• To do
Render the rows from the line containing "where the cow" down to the line containing "[4,73,804,383]" as a two-column CSV with the headers text and answer, one line per row. Put each field in quotes and replace any line breaks with spaces.

[Coordinate annotation entries]
______

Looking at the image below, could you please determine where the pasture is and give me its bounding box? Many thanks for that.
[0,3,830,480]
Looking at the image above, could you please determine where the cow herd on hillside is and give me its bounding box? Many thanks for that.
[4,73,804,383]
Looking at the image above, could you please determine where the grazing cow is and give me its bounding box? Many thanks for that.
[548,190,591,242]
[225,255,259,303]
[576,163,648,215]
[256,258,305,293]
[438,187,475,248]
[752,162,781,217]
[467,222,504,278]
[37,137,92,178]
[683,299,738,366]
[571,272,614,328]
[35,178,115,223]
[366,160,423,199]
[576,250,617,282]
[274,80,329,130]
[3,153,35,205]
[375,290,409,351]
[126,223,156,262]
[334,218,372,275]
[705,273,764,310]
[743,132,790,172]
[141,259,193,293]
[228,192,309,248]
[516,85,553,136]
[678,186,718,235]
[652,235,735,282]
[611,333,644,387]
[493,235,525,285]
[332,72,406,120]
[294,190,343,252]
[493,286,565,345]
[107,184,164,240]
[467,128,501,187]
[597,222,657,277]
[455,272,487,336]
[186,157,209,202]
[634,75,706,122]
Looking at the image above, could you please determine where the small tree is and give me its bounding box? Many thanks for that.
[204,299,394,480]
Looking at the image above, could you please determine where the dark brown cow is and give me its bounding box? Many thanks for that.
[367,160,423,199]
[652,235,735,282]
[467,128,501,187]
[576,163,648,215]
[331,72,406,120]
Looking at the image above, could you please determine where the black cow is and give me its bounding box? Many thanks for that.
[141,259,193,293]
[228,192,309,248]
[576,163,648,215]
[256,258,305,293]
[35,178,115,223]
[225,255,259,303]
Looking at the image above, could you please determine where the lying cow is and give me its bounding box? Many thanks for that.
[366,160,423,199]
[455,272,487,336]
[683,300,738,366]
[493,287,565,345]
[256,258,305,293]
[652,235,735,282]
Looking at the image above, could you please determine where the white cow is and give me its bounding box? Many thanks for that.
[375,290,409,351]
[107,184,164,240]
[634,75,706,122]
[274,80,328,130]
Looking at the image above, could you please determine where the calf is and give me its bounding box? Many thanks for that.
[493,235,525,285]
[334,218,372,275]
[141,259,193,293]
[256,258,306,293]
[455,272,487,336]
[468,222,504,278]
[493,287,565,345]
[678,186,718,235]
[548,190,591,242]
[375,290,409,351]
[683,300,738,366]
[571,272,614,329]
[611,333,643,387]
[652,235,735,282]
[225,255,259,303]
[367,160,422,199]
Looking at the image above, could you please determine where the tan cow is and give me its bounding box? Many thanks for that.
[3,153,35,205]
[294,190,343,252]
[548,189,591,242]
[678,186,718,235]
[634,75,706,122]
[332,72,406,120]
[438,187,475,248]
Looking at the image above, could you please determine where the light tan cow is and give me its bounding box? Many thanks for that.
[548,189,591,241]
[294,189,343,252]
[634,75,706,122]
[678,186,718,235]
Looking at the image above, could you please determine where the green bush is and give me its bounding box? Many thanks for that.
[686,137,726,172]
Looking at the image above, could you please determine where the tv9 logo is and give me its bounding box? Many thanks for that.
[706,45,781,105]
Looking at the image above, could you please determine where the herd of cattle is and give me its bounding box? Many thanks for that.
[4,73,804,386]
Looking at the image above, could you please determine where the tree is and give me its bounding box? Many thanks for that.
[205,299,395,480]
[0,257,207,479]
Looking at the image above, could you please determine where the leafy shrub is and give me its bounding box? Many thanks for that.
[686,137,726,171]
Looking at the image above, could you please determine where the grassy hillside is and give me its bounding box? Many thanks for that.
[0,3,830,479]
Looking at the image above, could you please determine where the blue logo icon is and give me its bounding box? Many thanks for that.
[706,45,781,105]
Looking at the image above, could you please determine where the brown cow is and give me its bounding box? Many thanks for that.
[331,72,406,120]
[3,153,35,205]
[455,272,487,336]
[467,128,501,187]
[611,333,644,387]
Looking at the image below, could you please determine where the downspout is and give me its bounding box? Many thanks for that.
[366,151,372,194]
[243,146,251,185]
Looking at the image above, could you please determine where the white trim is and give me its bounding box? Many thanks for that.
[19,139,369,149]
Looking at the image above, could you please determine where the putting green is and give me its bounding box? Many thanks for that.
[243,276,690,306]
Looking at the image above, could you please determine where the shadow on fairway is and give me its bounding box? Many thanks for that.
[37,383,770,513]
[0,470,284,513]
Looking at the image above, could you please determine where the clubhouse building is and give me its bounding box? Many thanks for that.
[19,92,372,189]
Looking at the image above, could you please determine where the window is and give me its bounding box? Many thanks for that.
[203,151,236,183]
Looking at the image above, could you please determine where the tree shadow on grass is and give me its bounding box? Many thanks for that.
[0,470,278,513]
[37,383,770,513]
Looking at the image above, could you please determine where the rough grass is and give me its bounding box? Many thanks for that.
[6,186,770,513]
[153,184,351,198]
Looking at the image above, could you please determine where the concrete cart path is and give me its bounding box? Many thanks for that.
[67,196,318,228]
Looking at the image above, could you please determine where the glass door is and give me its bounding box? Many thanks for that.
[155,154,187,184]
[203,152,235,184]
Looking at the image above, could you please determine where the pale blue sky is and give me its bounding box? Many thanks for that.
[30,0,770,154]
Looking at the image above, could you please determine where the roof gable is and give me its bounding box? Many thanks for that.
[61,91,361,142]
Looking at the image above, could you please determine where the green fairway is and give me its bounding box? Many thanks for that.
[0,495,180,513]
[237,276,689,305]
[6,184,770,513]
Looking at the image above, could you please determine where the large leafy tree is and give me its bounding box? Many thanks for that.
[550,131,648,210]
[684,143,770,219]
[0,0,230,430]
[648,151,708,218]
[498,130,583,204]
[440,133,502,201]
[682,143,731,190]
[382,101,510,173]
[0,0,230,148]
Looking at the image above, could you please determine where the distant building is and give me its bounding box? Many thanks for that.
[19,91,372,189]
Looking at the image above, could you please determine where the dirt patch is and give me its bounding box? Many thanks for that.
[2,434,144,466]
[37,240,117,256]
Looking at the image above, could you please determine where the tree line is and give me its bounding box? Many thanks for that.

______

• Finished exercise
text,answer
"Looking at the image above, could you please determine where the cow herd on hillside is and give me its bounding box? Many thanks for that.","[4,73,804,383]"